#### Goal:
Can you update everything from the line containing "Task: where can the dark tree" down to the line containing "Target: dark tree trunk in background", putting "tree stump" wherever "tree trunk" appears and changing nothing else?

#### Material for this task:

____________________

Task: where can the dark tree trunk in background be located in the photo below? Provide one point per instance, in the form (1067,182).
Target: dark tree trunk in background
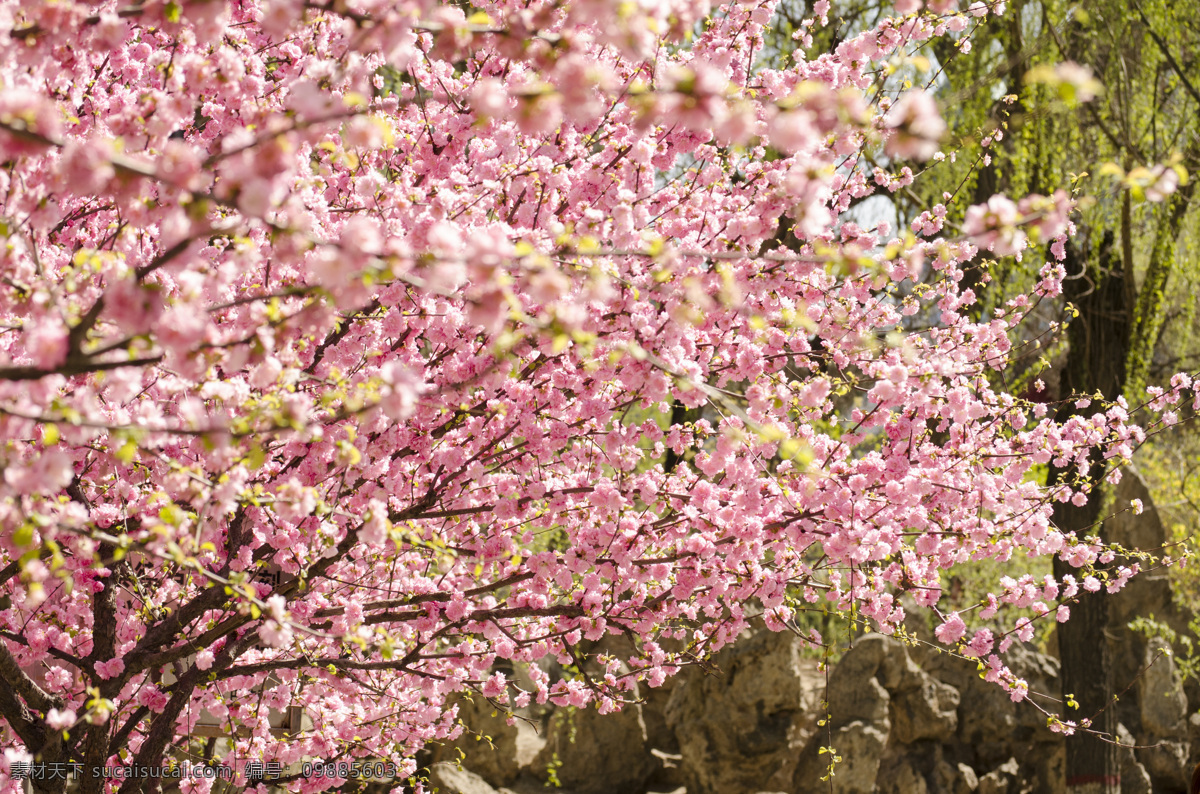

____________________

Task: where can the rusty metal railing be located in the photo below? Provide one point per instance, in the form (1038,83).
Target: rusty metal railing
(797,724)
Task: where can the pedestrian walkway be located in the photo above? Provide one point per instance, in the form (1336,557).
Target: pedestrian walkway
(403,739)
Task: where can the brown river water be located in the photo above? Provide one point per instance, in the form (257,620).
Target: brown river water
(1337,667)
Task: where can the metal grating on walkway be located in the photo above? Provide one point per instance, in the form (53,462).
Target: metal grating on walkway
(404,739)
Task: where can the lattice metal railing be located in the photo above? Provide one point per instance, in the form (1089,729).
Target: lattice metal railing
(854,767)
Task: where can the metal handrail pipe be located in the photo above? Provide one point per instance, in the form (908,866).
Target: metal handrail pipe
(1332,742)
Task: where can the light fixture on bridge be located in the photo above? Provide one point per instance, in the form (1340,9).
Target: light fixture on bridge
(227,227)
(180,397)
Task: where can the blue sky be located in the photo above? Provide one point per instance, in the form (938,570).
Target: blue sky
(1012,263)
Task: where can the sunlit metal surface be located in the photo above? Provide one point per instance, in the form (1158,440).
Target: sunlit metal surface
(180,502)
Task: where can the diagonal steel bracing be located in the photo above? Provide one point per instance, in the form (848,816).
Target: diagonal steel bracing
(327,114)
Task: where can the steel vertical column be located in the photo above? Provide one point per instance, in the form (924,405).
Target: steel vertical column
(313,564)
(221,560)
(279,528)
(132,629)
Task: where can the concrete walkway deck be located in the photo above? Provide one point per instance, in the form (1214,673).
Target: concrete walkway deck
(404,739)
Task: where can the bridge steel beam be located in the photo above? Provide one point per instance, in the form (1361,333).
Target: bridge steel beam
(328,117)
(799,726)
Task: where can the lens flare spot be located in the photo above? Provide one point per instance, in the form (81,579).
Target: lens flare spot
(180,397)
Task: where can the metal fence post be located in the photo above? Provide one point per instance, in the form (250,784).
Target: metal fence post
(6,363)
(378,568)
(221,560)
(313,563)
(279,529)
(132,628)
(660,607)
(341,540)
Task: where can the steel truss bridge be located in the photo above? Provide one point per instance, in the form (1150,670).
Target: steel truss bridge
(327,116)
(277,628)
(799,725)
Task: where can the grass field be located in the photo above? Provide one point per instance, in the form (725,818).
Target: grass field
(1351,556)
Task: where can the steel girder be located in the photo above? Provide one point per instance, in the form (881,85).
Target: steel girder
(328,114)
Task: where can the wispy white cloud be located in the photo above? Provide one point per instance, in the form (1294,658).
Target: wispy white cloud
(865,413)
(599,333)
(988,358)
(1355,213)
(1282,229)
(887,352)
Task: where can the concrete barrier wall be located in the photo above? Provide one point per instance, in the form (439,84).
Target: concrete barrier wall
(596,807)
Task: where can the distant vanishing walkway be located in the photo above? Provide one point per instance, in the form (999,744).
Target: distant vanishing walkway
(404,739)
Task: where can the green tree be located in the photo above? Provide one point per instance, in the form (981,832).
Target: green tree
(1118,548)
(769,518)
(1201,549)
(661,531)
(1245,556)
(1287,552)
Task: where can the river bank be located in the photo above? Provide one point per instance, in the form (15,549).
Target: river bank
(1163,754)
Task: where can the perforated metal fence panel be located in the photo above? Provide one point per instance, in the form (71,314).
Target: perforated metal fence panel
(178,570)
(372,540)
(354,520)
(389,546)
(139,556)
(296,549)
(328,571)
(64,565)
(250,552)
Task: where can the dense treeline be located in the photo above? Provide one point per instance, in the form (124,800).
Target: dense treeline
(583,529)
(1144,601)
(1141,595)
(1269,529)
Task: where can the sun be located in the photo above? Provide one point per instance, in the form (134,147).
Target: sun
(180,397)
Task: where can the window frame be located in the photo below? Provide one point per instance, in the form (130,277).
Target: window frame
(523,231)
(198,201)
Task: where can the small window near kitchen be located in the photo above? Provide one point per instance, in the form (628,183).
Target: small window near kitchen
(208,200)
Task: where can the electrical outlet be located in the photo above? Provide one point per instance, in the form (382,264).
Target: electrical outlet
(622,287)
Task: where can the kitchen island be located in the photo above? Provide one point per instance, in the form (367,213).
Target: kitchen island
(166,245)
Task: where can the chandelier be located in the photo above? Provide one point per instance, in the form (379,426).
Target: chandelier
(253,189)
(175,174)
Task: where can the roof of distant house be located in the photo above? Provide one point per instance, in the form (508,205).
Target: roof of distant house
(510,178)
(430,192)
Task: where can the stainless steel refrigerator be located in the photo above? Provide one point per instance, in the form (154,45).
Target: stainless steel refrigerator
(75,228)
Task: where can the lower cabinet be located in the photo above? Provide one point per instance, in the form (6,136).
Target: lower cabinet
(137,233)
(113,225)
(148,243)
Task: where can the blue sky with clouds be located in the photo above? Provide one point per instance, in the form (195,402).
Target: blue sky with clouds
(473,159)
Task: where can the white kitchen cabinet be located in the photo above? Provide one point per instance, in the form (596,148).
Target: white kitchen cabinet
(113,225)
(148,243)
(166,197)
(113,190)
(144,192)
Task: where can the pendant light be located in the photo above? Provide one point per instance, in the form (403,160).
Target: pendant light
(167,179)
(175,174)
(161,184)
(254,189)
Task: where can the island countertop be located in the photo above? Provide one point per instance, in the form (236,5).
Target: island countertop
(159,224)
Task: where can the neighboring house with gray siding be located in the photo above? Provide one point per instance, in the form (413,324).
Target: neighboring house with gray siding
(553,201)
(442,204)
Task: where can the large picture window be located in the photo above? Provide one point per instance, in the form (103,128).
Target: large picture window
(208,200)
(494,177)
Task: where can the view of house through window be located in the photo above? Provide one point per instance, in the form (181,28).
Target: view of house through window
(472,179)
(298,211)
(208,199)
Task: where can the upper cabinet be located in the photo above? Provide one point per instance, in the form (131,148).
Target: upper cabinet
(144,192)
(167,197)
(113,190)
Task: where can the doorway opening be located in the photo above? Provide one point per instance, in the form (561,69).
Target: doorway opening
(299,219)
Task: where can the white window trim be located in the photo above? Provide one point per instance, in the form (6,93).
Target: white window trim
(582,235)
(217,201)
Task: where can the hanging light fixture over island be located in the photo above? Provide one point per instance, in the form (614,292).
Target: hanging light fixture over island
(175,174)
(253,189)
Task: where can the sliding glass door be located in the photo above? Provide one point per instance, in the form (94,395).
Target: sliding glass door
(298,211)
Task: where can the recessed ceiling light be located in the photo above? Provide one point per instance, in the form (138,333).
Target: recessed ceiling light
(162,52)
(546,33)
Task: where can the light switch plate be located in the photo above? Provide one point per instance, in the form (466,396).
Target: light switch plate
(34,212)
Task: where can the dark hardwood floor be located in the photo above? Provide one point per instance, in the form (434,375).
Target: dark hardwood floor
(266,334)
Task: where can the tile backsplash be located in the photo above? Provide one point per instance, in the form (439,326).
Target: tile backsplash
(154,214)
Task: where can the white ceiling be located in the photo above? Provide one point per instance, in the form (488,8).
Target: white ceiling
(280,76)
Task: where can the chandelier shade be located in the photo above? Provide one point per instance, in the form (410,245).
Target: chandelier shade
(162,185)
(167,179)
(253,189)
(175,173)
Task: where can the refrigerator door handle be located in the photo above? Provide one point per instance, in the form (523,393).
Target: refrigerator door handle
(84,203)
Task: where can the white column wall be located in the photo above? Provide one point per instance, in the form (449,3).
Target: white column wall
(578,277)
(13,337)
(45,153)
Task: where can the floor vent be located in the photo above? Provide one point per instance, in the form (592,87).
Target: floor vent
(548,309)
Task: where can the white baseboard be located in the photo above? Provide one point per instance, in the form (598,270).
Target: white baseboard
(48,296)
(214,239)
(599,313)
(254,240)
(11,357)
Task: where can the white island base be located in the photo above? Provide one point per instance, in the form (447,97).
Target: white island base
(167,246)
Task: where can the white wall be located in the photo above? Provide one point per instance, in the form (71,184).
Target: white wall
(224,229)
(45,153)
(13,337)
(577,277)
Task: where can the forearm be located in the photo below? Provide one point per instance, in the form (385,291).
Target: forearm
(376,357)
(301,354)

____________________

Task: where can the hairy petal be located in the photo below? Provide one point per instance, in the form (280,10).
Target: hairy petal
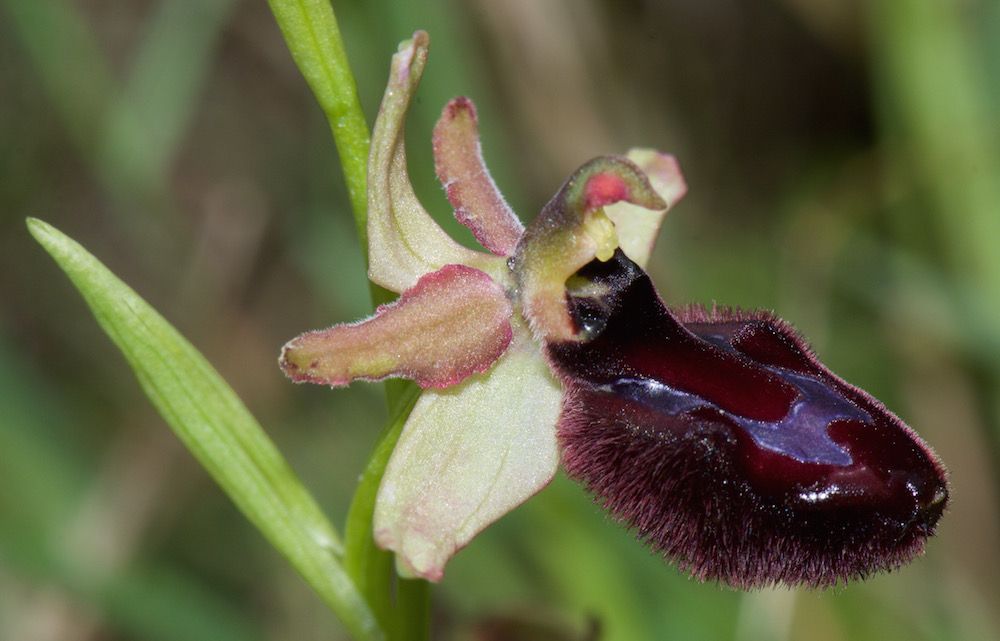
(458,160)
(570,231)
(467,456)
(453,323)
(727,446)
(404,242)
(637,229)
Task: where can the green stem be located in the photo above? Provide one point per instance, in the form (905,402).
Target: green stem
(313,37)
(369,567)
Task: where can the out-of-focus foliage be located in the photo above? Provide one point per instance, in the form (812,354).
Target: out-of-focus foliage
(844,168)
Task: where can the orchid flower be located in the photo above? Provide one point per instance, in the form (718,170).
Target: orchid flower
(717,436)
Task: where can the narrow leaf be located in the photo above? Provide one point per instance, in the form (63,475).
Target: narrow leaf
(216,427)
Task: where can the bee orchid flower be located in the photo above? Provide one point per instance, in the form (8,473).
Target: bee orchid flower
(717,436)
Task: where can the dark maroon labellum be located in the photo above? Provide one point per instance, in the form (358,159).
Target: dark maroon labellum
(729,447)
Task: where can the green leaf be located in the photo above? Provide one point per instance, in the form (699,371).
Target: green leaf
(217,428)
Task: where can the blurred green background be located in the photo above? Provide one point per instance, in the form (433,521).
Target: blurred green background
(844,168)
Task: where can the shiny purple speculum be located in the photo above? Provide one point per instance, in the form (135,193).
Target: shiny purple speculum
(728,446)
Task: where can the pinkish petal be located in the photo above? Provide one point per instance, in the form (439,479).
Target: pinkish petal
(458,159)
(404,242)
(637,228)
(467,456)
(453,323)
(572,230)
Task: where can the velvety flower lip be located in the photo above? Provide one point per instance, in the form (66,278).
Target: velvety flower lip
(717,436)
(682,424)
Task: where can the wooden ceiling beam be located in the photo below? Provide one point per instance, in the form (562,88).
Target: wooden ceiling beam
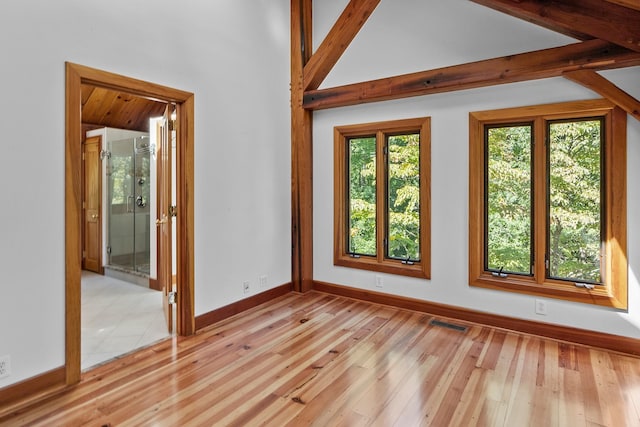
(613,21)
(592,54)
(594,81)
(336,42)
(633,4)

____________________

#### Exercise answer:
Task: where can the dark tree stump in background be located in the photo below? Provide one point per instance, in the form (1067,182).
Target: dark tree stump in background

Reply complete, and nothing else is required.